Given data →
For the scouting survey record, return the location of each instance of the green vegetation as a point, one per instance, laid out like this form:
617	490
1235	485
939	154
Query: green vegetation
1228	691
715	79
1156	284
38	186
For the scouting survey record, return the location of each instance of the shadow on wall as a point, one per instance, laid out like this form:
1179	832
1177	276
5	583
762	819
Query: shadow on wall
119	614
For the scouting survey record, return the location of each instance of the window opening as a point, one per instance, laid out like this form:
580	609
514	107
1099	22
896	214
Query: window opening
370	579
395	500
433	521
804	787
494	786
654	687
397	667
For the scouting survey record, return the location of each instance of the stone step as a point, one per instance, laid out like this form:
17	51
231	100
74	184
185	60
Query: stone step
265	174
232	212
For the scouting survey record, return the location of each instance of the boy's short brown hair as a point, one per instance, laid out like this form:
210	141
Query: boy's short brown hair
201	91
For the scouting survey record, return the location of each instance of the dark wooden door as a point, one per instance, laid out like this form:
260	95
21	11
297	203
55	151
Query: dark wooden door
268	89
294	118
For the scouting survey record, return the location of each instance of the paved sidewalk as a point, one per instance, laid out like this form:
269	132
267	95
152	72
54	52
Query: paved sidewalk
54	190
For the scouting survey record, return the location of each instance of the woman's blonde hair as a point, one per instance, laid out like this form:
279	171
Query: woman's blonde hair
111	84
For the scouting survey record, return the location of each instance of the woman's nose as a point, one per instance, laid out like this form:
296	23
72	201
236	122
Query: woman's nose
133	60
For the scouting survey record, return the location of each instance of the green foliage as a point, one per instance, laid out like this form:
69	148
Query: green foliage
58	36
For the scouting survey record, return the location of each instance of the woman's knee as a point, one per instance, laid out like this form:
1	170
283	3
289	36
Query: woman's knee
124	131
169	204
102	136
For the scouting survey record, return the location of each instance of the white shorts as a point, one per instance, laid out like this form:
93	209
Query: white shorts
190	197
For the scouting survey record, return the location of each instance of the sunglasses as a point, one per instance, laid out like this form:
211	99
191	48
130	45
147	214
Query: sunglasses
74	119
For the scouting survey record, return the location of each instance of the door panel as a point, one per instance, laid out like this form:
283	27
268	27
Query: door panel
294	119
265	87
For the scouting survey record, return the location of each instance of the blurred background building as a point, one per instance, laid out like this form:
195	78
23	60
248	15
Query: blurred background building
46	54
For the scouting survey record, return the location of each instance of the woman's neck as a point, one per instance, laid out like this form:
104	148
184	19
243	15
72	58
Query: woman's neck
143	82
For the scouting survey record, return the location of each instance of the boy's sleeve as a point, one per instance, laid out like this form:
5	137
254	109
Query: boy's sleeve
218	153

Assignment →
Copy the data exactly. Leave nothing out.

Answer space →
For the scouting survey record, return the location of each instance of the green vegetation as a point, one per instance, laid out like this form:
617	490
1235	485
939	154
Query: green vegetation
1228	691
715	79
1156	284
38	186
For the scouting survey record, return the location of each instance of the shadow on wall as a point, one per instance, laid out like this form:
1179	832
1177	276
5	583
762	819
Query: shadow on wall
119	614
For the scouting survey record, return the location of each instance of the window opening as a point, one per instance, laid out like this form:
580	609
514	107
1099	22
896	214
Query: window opening
370	579
395	500
433	521
804	787
494	786
654	687
397	667
For the scouting survey record, return the location of each instance of the stone step as a point, one per instance, laid out like this form:
17	51
231	100
74	184
185	60
Query: stone step
265	174
232	212
For the scouting survey record, return the location of each instance of the boy's short brown hair as a point, one per instance, laid out like this form:
210	141
Query: boy's short brown hair
201	91
For the scouting survey record, return the location of each instance of the dark wooden door as a point, one per instance, laid out like this form:
260	95
21	11
297	203
55	151
Query: dark wooden door
268	89
294	118
For the scouting survey record, return the location of each instance of the paved sidewalk as a point, one per instance, laid out like this form:
269	132
267	95
152	72
54	52
Query: paved sidewalk
54	190
For the scouting survey record, return the location of each instance of the woman's blonde hair as a point, one per instance, laid out like this form:
279	171
Query: woman's blonde hair
111	84
For the scouting survey record, return the location of each instance of the woman's nose as a point, one per instance, laid out like this form:
296	23
72	201
236	122
Query: woman's nose
133	60
For the scouting survey record, return the location of each instance of the green foliage as a point, one per instance, laid out like this form:
69	148
Query: green foliage
58	36
For the scouting survey record, return the location of each instance of the woman's knee as a point, one per instance, laid out like this form:
1	170
283	3
289	36
Query: woman's knee
124	131
169	204
102	136
For the scouting survey record, return the location of each instance of the white shorts as a point, one per instance, laid out like this form:
93	209
Query: white shorts
190	197
For the scouting survey record, return the location of each instance of the sunglasses as a point, one per instance, laid out like this form:
211	99
191	48
130	45
147	214
Query: sunglasses
74	119
For the scouting survey record, return the location of each instance of the door panel as a point, one per instance, laid out like this form:
283	27
268	27
Query: door panel
294	119
265	87
For the scouting survey record, return the location of each instance of the blurred background building as a point, one per instance, laid out like this form:
195	78
23	60
248	15
Query: blurred background building
46	54
For the scouting survey record, return the location of each instance of the woman's neck as a point, one per instance, laid out like this form:
104	148
184	19
243	15
72	58
Query: woman's neck
143	82
For the scouting survey record, return the location of each instance of the boy's sleeve as a point, one per instance, laid out like this form:
5	137
254	109
Query: boy's sleeve
218	153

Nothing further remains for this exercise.